§ DIRECTIVE
Print every line of the data below, from the line containing "In this exercise you will indicate the bird's black tail" down to the line containing "point(88, 40)", with both of those lines included and nothing changed.

§ DATA EXTRACT
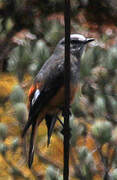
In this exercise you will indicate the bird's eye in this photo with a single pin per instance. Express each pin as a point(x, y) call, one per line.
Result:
point(62, 42)
point(74, 41)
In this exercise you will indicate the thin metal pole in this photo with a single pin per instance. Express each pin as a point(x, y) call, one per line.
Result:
point(67, 89)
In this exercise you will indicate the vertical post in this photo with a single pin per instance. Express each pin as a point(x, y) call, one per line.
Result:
point(67, 89)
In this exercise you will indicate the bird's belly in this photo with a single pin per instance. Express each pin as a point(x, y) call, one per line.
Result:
point(57, 102)
point(59, 98)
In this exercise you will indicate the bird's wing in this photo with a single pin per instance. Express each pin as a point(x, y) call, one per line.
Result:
point(42, 92)
point(52, 84)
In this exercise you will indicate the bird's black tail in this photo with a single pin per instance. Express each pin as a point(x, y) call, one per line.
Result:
point(31, 148)
point(50, 122)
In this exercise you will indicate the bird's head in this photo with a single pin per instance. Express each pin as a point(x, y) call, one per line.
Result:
point(77, 44)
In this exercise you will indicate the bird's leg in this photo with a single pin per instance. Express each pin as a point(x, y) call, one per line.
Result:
point(62, 131)
point(32, 139)
point(60, 121)
point(50, 122)
point(63, 111)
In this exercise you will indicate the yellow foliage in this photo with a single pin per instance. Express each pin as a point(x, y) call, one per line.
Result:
point(7, 82)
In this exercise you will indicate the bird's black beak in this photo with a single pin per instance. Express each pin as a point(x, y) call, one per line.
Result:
point(88, 40)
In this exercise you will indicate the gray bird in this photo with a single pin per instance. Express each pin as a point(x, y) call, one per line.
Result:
point(46, 95)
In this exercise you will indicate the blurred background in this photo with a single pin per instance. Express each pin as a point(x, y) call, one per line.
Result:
point(29, 32)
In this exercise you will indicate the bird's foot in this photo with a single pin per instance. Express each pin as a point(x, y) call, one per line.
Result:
point(69, 133)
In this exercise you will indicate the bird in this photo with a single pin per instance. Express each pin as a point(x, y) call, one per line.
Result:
point(46, 94)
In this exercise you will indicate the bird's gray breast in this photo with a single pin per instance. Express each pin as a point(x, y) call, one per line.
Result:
point(75, 70)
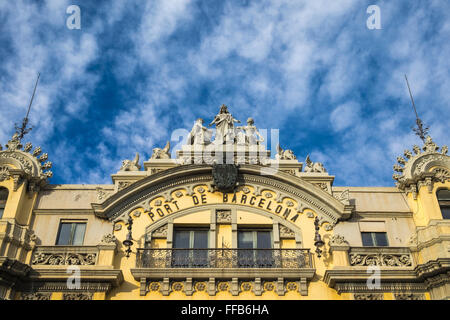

§ TASK OUTPUT
In this exercise you will indicate the bird's black tail in this photo with a single pin per instance. Express each pin as a point(x, y) call, one per line.
Result:
point(31, 148)
point(50, 122)
In this exercise you will indicate the bird's head in this photo with a single pin per instance. Express each pin as a point(x, y) call, one per line.
Result:
point(77, 44)
In this exercise you will indicate the bird's leg in this photo with a single pin per instance. Express each pin as a point(x, y) call, one per line.
Result:
point(62, 131)
point(32, 139)
point(60, 121)
point(50, 122)
point(63, 111)
In this exercise you will indicate the yellow foliage in this photo with a single pin per instance. Express each pin as a point(x, y) call, one per line.
Result:
point(7, 82)
In this exercise you will indicate the bird's black beak in this photo with a single pin per instance. Express each pin as a point(x, y) call, one per line.
Result:
point(88, 40)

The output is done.